§ Yang Diminta:
a: Jawablah pertanyaan berikut berdasarkan petikan tentang nama baik:
(i) Menurut petikan, apa yang dilakukan seseorang yang membuat nama bagi dirinya sebagai pemalas?
(ii) Menurut ayat Amsal yang dikutip, nama baik lebih berharga daripada apa?
(iii) Di pasal keberapa dari buku Amsal Raja Salomo memberikan peringatan tentang sikap dan tindakan yang dapat menodai reputasi?
b: Salin tanpa perubahan bagian petikan tentang nama baik yang dibuka dengan kata-kata berisi "Nama baik dipupuk" dan ditutup dengan "nama baik kita.".

§ Petikan:
=====

Jagalah Nama Saudara
SEORANG pria yang merancang bangunan yang indah membuat nama bagi dirinya sebagai arsitek yang ulung. Seorang wanita muda yang mengungguli rekan siswanya menjadi terkenal sebagai siswa yang brilian. Bahkan seseorang yang tidak melakukan apa-apa dapat membuat nama bagi dirinya sebagai seorang pemalas. Sewaktu menandaskan pentingnya membuat nama baik, Alkitab menyatakan, ”Nama baik lebih berharga daripada kekayaan yang melimpah, reputasi baik daripada perak dan emas.”—Amsal 22:1, An American Translation.
Nama baik dipupuk oleh banyak tindakan kecil selama suatu waktu. Namun, satu saja tindakan bodoh dapat menodainya. Misalnya, satu saja insiden perbuatan seksual yang tercela dapat mencemarkan reputasi yang baik. Di pasal ke-6 dari buku Amsal dalam Alkitab, Raja Salomo di Israel zaman dahulu menyediakan peringatan terhadap sikap dan tindakan yang dapat menodai reputasi kita serta merusak hubungan kita dengan Allah Yehuwa. Di antaranya adalah janji yang gegabah, kemalasan, tipu daya, dan perbuatan seksual yang amoral—pada dasarnya perkara-perkara yang Yehuwa benci. Mengindahkan nasihat ini akan membantu kita menjaga nama baik kita.

=====

§ Daftar:
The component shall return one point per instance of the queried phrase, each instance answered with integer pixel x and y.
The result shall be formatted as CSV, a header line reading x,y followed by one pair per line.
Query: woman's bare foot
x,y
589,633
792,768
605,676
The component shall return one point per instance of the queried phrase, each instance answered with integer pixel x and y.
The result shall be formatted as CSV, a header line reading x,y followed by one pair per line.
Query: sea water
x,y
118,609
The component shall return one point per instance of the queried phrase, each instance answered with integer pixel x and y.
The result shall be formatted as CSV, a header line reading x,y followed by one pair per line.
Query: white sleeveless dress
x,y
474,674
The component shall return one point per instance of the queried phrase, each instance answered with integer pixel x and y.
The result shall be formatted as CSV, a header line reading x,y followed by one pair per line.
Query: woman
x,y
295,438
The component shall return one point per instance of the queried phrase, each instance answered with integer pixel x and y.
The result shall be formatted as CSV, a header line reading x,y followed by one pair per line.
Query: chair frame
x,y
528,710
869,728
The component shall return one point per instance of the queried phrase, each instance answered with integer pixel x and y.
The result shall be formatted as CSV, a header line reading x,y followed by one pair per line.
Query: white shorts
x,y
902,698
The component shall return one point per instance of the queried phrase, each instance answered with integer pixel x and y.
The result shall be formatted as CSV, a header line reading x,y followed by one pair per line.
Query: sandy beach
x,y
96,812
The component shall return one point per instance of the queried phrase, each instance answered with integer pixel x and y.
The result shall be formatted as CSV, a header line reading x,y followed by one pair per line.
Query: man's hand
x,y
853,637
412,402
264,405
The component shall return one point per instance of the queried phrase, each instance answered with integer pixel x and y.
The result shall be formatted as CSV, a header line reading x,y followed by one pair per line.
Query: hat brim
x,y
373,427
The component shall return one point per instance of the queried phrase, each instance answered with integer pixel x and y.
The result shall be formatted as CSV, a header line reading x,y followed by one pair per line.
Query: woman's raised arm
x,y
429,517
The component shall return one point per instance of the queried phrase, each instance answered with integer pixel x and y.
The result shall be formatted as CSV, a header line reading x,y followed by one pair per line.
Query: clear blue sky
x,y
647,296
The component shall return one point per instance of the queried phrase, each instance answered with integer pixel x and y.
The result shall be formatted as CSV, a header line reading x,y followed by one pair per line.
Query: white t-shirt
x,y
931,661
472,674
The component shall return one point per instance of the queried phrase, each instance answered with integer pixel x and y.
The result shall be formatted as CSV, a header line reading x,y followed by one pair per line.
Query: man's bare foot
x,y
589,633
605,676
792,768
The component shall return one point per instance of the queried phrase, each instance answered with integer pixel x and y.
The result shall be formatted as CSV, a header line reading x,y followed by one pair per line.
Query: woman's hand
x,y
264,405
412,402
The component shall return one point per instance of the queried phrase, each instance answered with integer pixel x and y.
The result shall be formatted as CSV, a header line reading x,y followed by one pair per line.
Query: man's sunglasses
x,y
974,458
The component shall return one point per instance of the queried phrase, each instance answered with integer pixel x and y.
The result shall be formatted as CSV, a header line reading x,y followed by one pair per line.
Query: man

=====

§ Jawaban:
a:
(i) Ia tidak melakukan apa-apa.
(ii) Daripada kekayaan yang melimpah.
(iii) Di pasal ke-6.

b:
Nama baik dipupuk oleh banyak tindakan kecil selama suatu waktu. Namun, satu saja tindakan bodoh dapat menodainya. Misalnya, satu saja insiden perbuatan seksual yang tercela dapat mencemarkan reputasi yang baik. Di pasal ke-6 dari buku Amsal dalam Alkitab, Raja Salomo di Israel zaman dahulu menyediakan peringatan terhadap sikap dan tindakan yang dapat menodai reputasi kita serta merusak hubungan kita dengan Allah Yehuwa. Di antaranya adalah janji yang gegabah, kemalasan, tipu daya, dan perbuatan seksual yang amoral—pada dasarnya perkara-perkara yang Yehuwa benci. Mengindahkan nasihat ini akan membantu kita menjaga nama baik kita.